If your example worked, things would indeed be simple. It doesn't.
Why? 2 reasons.


1. Where's the money? You assume that TSS means that capitalist's
will invest on the basis of labor-time content and not money.

2. I think you also assume that TSS abandons the notion of socially
necessary labor time. It does not.

3. Let me also note that in your example, reproduced below, capitalists
seem to be intentionally not accumulating capital.

Let me elaborate.

If the price of corn is $1, then we can write:


c + v + s = w

$50 + $10 + $40 = $100


Assume the above represents the prices at the end and the beginning
of the 1st period. Then, evaluating the new technique using those
prices would show that period (2) would look like


c(2) + v(2) + s(2) = w(2)


$45 + $ 15.50 + $39.50 = $100


Note, again, I am using the prices of Period 1 to evaluate the technique
of Period (2). No capitalist in the TSS approach would do this.


Where then is the difficulty? Perhaps, we've been moving a bit too
easily
from one unit of measurement to another --- money, labor time and value.
When Andrew, Massimo, et. al allow prices to fall in Period 2, we
should bear in mind that these are not the prices capitalists anticipate
as they make the investment but rather the prices that obtain according to
the determination of prices by labor time added. But no one in either the

SSS or the TSS approach is saying that capitalists make their
calculations in labor hours hoping that each labor hour will always
represent
a certain amount of money. As someone in the TSS school, I question why
those prices do drop in Period 2. But I would pose the same question to
those in SSS school. For now, TSS has been content to say "competition"
as has SSS.

Let's also note that prices mask the labor content of commodities and it
is this mask together with profit maximation, that forces capitalists
generally
to minimize the labor content of commodities. This is true of both
approaches.


Put simply, the investment has to look good to the capitalist as he
evaluates
the new technique. For now, we are assuming that he uses the prices in
Period 1 as he evaluates a new technique for use in Period 2. At no point,

does he recompute prices according to the labor time used in production.
For both TSS and SSS, this is true. The difference is that SSS wants to
tell the capitalist that he invested less than he did in Period 2 after an
increase in productivity takes place, or, should there be a decrease in
productivity, it would tell him he invested more than he thought he did.
TSS simply says that the investment is what he invested.

John



On Tue, 26 Mar 1996 broberts@usm.maine.edu (Bruce Roberts) said:


>This is a bit of a change in focus from the recent flurry of posts under
>this heading; I'm going back to the earlier discussion. On the drive
back
>from the EEA I was mulling over the "temporality vs simultaneity" debate,
>on OPE-L and at the meetings (where it was quite intense), and a
>potentially interesting numerical case came to mind as a way to separate
>and distinguish the two approaches. I'm curious what you all think of the

>following example--TSS proponents especially.

Problem to work on
According to the reply on the TSS and SSS approaches, what forces capitalists generally to minimize the labor content of commodities?

Material
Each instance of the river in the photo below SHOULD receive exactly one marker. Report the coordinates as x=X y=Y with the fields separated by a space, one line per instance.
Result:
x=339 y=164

Solved exercise
Prices mask the labor content of commodities, and that mask, together with profit maximization, forces capitalists generally to minimize it. The writer says this holds for both the TSS and SSS approaches.